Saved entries
========
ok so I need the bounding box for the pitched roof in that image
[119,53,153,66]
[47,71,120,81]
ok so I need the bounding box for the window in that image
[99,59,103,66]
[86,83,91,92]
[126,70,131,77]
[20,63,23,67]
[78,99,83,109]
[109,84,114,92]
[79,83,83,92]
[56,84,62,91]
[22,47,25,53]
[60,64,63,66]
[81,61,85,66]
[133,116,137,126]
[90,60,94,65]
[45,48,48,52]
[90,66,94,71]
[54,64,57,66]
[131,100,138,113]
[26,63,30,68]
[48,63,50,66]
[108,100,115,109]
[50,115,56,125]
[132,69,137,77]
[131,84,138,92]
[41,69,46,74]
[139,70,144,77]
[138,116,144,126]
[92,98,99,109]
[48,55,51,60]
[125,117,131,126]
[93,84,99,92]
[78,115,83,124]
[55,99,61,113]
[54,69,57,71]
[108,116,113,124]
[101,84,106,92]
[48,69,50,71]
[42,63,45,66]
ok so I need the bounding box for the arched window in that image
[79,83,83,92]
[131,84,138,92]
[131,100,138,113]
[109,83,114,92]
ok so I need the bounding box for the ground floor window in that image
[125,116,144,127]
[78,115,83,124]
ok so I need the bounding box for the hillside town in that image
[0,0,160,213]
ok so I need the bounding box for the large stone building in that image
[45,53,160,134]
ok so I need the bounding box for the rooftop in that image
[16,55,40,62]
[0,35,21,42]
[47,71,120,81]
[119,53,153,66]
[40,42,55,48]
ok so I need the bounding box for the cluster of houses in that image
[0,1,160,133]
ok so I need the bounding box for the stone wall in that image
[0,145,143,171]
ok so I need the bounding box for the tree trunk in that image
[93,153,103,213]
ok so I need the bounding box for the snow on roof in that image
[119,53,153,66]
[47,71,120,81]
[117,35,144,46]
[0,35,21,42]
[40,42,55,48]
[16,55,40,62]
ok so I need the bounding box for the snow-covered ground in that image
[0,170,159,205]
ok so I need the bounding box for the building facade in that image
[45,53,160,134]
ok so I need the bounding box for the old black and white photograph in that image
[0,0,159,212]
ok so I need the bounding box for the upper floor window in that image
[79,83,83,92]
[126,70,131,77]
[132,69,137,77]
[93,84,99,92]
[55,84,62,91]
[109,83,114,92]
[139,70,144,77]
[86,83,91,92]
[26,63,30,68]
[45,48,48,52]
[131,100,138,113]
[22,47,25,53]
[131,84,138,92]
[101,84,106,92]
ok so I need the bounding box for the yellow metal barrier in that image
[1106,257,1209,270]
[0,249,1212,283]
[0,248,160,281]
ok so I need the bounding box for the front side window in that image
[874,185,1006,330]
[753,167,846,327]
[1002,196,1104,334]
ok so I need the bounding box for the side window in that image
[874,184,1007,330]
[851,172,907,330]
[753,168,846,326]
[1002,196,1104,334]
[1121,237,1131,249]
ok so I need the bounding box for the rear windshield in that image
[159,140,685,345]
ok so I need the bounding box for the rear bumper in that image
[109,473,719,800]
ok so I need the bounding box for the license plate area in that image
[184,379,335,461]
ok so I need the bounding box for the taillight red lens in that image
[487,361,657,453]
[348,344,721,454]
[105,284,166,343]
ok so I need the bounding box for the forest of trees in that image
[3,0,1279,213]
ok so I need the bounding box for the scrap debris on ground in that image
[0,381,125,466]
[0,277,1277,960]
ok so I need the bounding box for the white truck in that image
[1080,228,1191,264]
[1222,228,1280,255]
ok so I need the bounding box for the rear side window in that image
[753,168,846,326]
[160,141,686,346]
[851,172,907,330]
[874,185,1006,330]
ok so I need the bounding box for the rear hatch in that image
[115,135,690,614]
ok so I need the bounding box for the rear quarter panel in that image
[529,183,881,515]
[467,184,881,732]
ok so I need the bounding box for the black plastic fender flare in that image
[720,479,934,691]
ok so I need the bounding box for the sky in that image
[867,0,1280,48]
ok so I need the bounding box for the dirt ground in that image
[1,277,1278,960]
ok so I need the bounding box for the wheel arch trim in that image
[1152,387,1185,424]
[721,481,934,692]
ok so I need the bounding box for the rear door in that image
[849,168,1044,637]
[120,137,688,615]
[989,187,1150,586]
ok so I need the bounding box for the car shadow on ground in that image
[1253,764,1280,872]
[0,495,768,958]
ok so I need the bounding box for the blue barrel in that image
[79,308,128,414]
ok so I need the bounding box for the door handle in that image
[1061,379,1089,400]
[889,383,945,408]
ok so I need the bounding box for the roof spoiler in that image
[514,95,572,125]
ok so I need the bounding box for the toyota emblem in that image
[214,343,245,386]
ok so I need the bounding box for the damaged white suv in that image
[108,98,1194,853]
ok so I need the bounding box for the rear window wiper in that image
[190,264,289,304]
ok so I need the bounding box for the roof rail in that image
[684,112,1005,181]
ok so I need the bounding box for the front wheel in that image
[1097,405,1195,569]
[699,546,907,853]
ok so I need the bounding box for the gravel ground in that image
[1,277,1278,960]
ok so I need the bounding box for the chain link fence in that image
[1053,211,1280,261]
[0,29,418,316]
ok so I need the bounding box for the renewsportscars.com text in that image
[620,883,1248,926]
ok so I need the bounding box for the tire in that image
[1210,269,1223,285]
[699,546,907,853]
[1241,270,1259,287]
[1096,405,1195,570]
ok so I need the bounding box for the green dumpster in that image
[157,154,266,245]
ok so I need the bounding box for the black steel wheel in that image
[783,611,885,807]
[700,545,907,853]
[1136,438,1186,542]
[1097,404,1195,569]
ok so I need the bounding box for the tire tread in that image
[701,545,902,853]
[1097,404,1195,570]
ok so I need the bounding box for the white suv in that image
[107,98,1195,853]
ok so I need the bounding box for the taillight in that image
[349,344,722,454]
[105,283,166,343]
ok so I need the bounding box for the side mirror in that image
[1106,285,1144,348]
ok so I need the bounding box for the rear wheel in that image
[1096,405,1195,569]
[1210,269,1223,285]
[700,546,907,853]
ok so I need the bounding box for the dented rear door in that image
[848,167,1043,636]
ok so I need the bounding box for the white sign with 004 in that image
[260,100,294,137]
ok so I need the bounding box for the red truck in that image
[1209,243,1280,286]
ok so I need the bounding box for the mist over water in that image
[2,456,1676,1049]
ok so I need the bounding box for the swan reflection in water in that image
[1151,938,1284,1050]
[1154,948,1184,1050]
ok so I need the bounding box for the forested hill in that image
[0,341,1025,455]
========
▶ TASK TO CARRY OUT:
What you return should match the entries above exactly.

▶ ANSWER SECTION:
ok so I need the bounding box for the pitched roof in that image
[119,53,153,66]
[47,71,120,81]
ok so I need the bounding box for the window in that image
[99,59,103,66]
[86,83,91,92]
[126,70,131,77]
[20,63,23,67]
[78,99,83,109]
[109,84,114,92]
[79,83,83,92]
[56,84,62,91]
[22,47,25,53]
[60,64,63,66]
[81,61,85,66]
[133,116,137,126]
[90,60,94,65]
[45,48,48,52]
[90,66,94,71]
[54,64,57,66]
[131,100,138,113]
[26,63,30,68]
[48,63,50,66]
[108,100,115,109]
[50,115,56,125]
[132,69,137,77]
[131,84,138,92]
[41,69,46,74]
[139,70,144,77]
[138,116,144,126]
[92,98,99,109]
[48,55,51,60]
[125,117,131,126]
[93,84,99,92]
[78,115,83,124]
[55,99,61,113]
[54,69,57,71]
[108,116,113,124]
[101,84,106,92]
[48,69,50,71]
[42,63,45,66]
ok so I need the bounding box for the arched window in that image
[79,83,83,92]
[131,84,138,92]
[131,100,138,113]
[109,83,114,92]
ok so I need the bounding box for the ground floor window in that image
[125,116,144,127]
[78,115,83,124]
ok so I need the bounding box for the hillside town in that image
[0,0,160,213]
ok so I need the bounding box for the large stone building in that image
[45,53,160,134]
ok so I need the bounding box for the rooftop in that image
[16,55,40,62]
[0,35,21,42]
[47,71,120,81]
[119,53,153,66]
[40,42,55,48]
ok so I need the bounding box for the cluster of houses in that image
[0,1,160,133]
ok so I need the bounding box for the stone wall in that image
[0,145,143,171]
ok so I need the bounding box for the tree trunk in that image
[93,153,103,213]
ok so I need the bounding box for the snow on roof in that image
[119,53,153,66]
[47,71,120,81]
[117,35,144,46]
[0,35,21,42]
[40,42,55,48]
[16,55,40,62]
ok so I need the bounding box for the snow-covered ground in that image
[0,170,159,205]
ok so I need the bounding box for the building facade in that image
[45,53,160,134]
ok so I need the bounding box for the old black and white photograph in that image
[0,0,159,212]
ok so I need the bounding box for the upper floor window in that image
[79,83,83,92]
[126,70,131,77]
[132,69,137,77]
[93,84,99,92]
[55,84,62,91]
[109,83,114,92]
[139,70,144,77]
[86,83,91,92]
[26,63,30,68]
[45,48,48,52]
[131,100,138,113]
[22,47,25,53]
[131,84,138,92]
[101,84,106,92]
ok so I need the bounding box for the yellow metal barrier in that image
[1106,257,1209,270]
[0,249,1212,283]
[0,248,160,281]
ok so I need the bounding box for the front side window in that image
[874,185,1006,330]
[753,167,846,327]
[1002,196,1104,334]
ok so I need the bounding box for the side window in that image
[874,184,1007,330]
[851,172,907,330]
[753,168,846,326]
[1002,196,1104,334]
[1121,237,1131,249]
ok so I need the bounding box for the rear windshield in that image
[159,140,685,345]
ok so I need the bounding box for the rear bumper in that image
[109,473,719,800]
ok so I need the bounding box for the license plate area in that image
[184,379,335,461]
ok so I need the bounding box for the taillight red lens in that image
[487,361,657,453]
[348,344,721,454]
[105,284,166,343]
ok so I need the bounding box for the forest of trees in that image
[3,0,1279,213]
ok so I need the bounding box for the scrap debris on ground in that image
[0,381,125,466]
[0,277,1277,960]
ok so I need the bounding box for the white truck in that image
[1080,228,1191,264]
[1222,228,1280,255]
ok so I need the bounding box for the rear side window in that image
[753,168,846,326]
[160,141,686,346]
[851,172,907,330]
[874,185,1006,330]
ok so I need the bounding box for the rear hatch in that image
[115,135,690,614]
ok so I need the bounding box for the rear quarter panel in that image
[529,183,881,515]
[467,184,881,732]
ok so I need the bounding box for the black plastic fender flare in that image
[720,479,934,691]
ok so I need the bounding box for the sky in that image
[867,0,1280,48]
ok so I need the bounding box for the dirt ground in that image
[1,277,1278,960]
ok so I need the bounding box for the wheel arch trim in that image
[1152,387,1185,424]
[721,481,934,692]
ok so I need the bounding box for the rear door in that image
[849,168,1044,637]
[120,137,688,615]
[989,187,1150,586]
ok so I need the bounding box for the car shadow on ground in that image
[1253,764,1280,872]
[0,495,768,958]
ok so I need the bounding box for the blue barrel in that image
[79,308,128,414]
ok so I need the bounding box for the door handle in that image
[1061,379,1089,400]
[889,383,945,408]
ok so I need the bounding box for the roof spoiler in that image
[514,95,572,125]
ok so I need the bounding box for the toyota emblem in that image
[214,343,245,386]
ok so I need the bounding box for the damaged white suv in that image
[108,98,1194,853]
ok so I need the bounding box for the rear window wiper in that image
[190,264,289,304]
ok so I need the bounding box for the roof rail in that image
[684,112,1005,181]
ok so I need the bounding box for the front wheel in that image
[1097,405,1195,569]
[699,546,907,853]
ok so I need the bounding box for the gravel ground in that image
[1,277,1278,960]
ok so I need the bounding box for the chain link fence in that image
[1053,211,1280,261]
[0,29,418,316]
ok so I need the bounding box for the renewsportscars.com text in that image
[620,883,1248,926]
ok so I need the bounding box for the tire in that image
[1210,269,1223,285]
[699,546,907,853]
[1241,270,1259,287]
[1096,405,1195,570]
ok so I need the bounding box for the green dumpster in that image
[157,154,266,245]
ok so I need the bounding box for the black steel wheel in that image
[783,611,885,807]
[700,545,907,853]
[1136,438,1186,542]
[1097,404,1195,569]
ok so I need the bounding box for the tire tread in that image
[701,545,902,853]
[1097,404,1195,570]
ok so I need the bounding box for the white suv in that image
[107,98,1195,853]
ok so I need the bounding box for the taillight in that image
[349,344,722,454]
[105,283,166,343]
ok so I need the bounding box for the side mirror in that image
[1106,285,1144,348]
ok so I need the bounding box for the rear wheel in that image
[1096,405,1195,569]
[1210,269,1223,285]
[700,546,907,853]
ok so I need the bounding box for the dented rear door in that image
[848,167,1043,636]
ok so I need the bounding box for the white sign with 004 in that image
[260,100,294,137]
ok so I need the bounding box for the red truck in that image
[1209,243,1280,286]
ok so I need the bounding box for the mist over water in that image
[2,456,1676,1049]
ok so I need the bounding box for the swan reflection in water in that image
[1151,938,1284,1050]
[1154,948,1184,1050]
ok so I need the bounding box for the forested hill in that image
[0,341,1025,455]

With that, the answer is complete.